__Listed entries__
_ _ _ _
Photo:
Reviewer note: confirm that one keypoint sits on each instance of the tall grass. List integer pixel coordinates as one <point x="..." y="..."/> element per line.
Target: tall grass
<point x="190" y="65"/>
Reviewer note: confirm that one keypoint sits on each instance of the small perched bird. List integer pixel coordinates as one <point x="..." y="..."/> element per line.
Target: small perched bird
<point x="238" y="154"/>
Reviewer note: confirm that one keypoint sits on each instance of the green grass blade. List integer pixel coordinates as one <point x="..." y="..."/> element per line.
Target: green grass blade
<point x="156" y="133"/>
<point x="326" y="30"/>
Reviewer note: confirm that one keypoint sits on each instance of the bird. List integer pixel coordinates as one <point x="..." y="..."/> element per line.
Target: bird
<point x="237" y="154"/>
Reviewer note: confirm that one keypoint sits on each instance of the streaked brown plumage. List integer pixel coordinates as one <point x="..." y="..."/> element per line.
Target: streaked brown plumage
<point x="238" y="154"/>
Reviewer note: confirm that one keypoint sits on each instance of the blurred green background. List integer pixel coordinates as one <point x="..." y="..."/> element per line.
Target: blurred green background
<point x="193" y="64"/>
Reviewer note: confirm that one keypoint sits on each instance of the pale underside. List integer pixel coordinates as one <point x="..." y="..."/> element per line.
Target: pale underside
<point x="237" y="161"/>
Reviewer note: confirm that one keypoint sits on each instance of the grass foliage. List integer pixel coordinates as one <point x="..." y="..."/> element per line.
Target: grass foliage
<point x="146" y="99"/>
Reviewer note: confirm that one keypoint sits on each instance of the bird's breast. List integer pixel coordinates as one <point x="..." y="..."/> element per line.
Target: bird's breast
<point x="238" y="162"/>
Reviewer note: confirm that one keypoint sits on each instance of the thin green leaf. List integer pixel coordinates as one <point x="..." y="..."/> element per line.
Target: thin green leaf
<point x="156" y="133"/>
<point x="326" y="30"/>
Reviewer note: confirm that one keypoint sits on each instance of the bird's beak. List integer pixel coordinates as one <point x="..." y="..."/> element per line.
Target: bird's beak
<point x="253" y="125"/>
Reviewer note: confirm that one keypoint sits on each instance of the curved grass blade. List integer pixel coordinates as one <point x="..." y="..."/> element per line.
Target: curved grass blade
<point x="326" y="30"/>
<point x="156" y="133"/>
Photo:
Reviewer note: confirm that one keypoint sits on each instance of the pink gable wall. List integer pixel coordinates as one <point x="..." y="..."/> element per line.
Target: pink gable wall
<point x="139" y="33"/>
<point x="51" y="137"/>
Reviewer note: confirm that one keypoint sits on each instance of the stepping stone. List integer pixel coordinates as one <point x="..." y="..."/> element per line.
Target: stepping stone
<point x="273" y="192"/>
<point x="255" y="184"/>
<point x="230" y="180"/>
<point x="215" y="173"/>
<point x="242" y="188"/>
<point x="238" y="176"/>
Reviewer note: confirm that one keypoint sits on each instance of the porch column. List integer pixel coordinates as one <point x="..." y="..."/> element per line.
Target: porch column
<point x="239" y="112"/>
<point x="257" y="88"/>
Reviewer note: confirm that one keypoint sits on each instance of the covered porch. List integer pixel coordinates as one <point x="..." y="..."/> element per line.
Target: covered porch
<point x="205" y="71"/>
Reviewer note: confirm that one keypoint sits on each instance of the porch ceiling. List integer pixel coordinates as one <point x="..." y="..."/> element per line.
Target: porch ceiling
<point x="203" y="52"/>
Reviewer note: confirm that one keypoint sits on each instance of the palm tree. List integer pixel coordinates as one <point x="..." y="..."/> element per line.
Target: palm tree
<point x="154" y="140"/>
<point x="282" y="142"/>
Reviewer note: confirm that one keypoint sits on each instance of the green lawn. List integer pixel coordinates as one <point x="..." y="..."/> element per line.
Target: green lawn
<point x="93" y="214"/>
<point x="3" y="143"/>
_ _ _ _
__Work item__
Taking the listing above as the source, transcribe only the lines starting at the line with "of the tall" and going through the line with "of the small", unaltered and with both ends included.

__Completed exercise__
Reviewer note: confirm that one keypoint sits on each instance of the tall grass. List integer pixel coordinates as one <point x="..." y="..."/> element per line.
Target: tall grass
<point x="190" y="65"/>
Reviewer note: confirm that one keypoint sits on each instance of the small perched bird. List integer pixel coordinates as one <point x="..." y="..."/> element per line.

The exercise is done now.